Short exercise: Please write out the listing verbatim, starting at its beginning and ending at the line that contains "256 170 L 241", with that line included. Leave the pictures out of your answer.

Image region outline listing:
· · ·

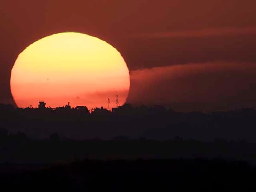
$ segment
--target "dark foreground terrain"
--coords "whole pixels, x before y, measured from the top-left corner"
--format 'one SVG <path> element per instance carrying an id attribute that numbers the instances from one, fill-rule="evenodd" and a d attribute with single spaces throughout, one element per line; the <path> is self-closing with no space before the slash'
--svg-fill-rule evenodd
<path id="1" fill-rule="evenodd" d="M 256 170 L 241 161 L 85 160 L 55 165 L 6 164 L 0 167 L 1 188 L 8 191 L 256 190 Z"/>

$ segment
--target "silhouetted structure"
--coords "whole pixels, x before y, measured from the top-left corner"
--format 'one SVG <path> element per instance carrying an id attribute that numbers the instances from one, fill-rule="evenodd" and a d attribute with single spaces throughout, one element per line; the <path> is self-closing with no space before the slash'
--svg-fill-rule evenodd
<path id="1" fill-rule="evenodd" d="M 38 108 L 40 109 L 45 109 L 45 105 L 46 103 L 44 102 L 39 102 L 39 104 L 38 105 Z"/>
<path id="2" fill-rule="evenodd" d="M 110 111 L 103 107 L 101 107 L 100 108 L 96 108 L 92 111 L 92 114 L 94 115 L 107 115 L 109 114 Z"/>

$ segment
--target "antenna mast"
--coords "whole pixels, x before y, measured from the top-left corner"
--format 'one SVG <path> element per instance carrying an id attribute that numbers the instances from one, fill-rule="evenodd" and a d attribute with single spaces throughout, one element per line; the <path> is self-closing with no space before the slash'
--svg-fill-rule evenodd
<path id="1" fill-rule="evenodd" d="M 118 95 L 116 96 L 116 108 L 117 108 L 120 106 L 120 104 L 119 104 L 119 99 Z"/>
<path id="2" fill-rule="evenodd" d="M 109 99 L 109 98 L 108 99 L 108 111 L 110 111 L 110 107 L 109 107 L 109 104 L 110 103 L 110 99 Z"/>

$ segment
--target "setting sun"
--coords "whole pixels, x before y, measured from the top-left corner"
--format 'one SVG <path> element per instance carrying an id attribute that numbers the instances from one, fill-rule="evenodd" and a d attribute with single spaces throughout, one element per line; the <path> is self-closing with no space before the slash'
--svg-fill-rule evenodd
<path id="1" fill-rule="evenodd" d="M 44 38 L 18 55 L 12 70 L 11 89 L 19 107 L 40 101 L 55 108 L 70 102 L 88 109 L 125 102 L 129 70 L 120 53 L 105 41 L 76 32 Z"/>

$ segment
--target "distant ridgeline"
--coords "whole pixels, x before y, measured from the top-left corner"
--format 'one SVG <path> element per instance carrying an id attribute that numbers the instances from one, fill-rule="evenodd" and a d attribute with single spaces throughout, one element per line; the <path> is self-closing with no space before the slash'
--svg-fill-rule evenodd
<path id="1" fill-rule="evenodd" d="M 161 106 L 131 105 L 103 107 L 90 113 L 85 106 L 72 108 L 69 103 L 55 109 L 40 102 L 38 108 L 14 108 L 0 105 L 0 128 L 9 133 L 22 132 L 33 138 L 57 133 L 61 138 L 111 140 L 129 138 L 183 139 L 211 141 L 244 140 L 256 142 L 256 110 L 243 108 L 227 112 L 176 112 Z"/>

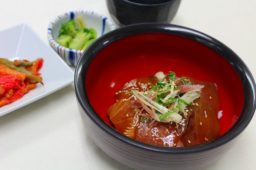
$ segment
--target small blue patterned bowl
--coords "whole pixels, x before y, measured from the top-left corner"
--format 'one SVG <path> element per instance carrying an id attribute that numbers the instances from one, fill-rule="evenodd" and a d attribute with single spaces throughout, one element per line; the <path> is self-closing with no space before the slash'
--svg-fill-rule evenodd
<path id="1" fill-rule="evenodd" d="M 48 25 L 47 38 L 50 45 L 70 65 L 75 66 L 81 55 L 84 52 L 82 49 L 71 49 L 57 43 L 55 40 L 58 38 L 61 25 L 70 19 L 76 20 L 77 16 L 82 15 L 88 28 L 96 30 L 97 38 L 104 34 L 116 29 L 114 23 L 104 15 L 94 11 L 80 10 L 71 11 L 60 14 L 52 20 Z"/>

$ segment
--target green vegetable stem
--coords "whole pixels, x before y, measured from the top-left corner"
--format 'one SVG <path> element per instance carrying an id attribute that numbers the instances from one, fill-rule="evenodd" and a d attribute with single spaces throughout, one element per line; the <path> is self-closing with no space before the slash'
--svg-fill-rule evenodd
<path id="1" fill-rule="evenodd" d="M 81 16 L 76 18 L 76 22 L 70 20 L 60 28 L 59 39 L 56 42 L 61 45 L 75 49 L 85 50 L 97 38 L 97 32 L 88 28 Z"/>

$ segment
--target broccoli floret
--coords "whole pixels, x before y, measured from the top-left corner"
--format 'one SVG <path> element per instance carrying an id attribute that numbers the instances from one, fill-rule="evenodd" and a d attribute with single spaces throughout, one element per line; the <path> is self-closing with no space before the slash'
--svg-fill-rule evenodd
<path id="1" fill-rule="evenodd" d="M 79 29 L 83 29 L 84 28 L 87 28 L 83 18 L 80 15 L 76 17 L 76 25 Z"/>
<path id="2" fill-rule="evenodd" d="M 70 20 L 68 22 L 64 23 L 61 26 L 59 37 L 60 37 L 63 34 L 74 37 L 76 35 L 77 32 L 75 21 Z"/>
<path id="3" fill-rule="evenodd" d="M 69 42 L 72 40 L 72 37 L 69 35 L 62 34 L 60 36 L 60 39 L 57 40 L 56 42 L 64 47 L 68 47 Z"/>
<path id="4" fill-rule="evenodd" d="M 89 40 L 92 37 L 92 34 L 88 29 L 78 30 L 77 34 L 72 39 L 68 47 L 73 49 L 80 49 L 85 42 Z"/>
<path id="5" fill-rule="evenodd" d="M 59 37 L 56 42 L 62 46 L 85 49 L 97 38 L 97 32 L 93 28 L 87 28 L 82 16 L 79 16 L 76 18 L 76 22 L 70 20 L 62 25 Z"/>
<path id="6" fill-rule="evenodd" d="M 96 31 L 96 30 L 92 28 L 90 28 L 90 32 L 91 32 L 91 34 L 92 34 L 92 35 L 93 38 L 95 39 L 96 39 L 97 38 L 97 32 Z"/>

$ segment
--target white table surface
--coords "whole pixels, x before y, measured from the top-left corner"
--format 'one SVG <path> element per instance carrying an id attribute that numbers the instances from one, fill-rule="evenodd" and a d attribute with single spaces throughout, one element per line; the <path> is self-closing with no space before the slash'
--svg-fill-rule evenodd
<path id="1" fill-rule="evenodd" d="M 256 8 L 255 0 L 182 0 L 172 24 L 224 43 L 256 77 Z M 111 19 L 104 0 L 3 0 L 0 30 L 26 23 L 48 42 L 49 22 L 60 14 L 79 9 L 92 10 Z M 231 150 L 205 169 L 254 169 L 255 117 Z M 0 117 L 0 169 L 130 168 L 108 156 L 88 135 L 72 83 Z"/>

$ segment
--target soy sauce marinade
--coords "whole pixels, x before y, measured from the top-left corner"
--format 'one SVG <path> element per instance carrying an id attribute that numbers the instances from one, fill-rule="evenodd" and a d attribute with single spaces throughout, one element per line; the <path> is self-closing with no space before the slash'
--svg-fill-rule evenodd
<path id="1" fill-rule="evenodd" d="M 220 134 L 214 83 L 158 72 L 132 80 L 115 97 L 117 102 L 108 110 L 110 120 L 118 131 L 142 142 L 186 146 Z"/>

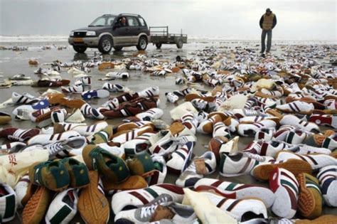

· · ·

Result of the task:
$ segment
--target "dark foreground terrain"
--coords "whole pixels, x before y, measured from the top-left corner"
--format 'one SVG <path> element per instance carrying an id attribute that numbers the instances from one, fill-rule="evenodd" and a d attribute with single spaces throughout, one element per line; the <path> is self-closing with no space before the slash'
--svg-fill-rule evenodd
<path id="1" fill-rule="evenodd" d="M 256 170 L 241 161 L 85 160 L 55 165 L 6 164 L 0 167 L 1 188 L 8 191 L 256 190 Z"/>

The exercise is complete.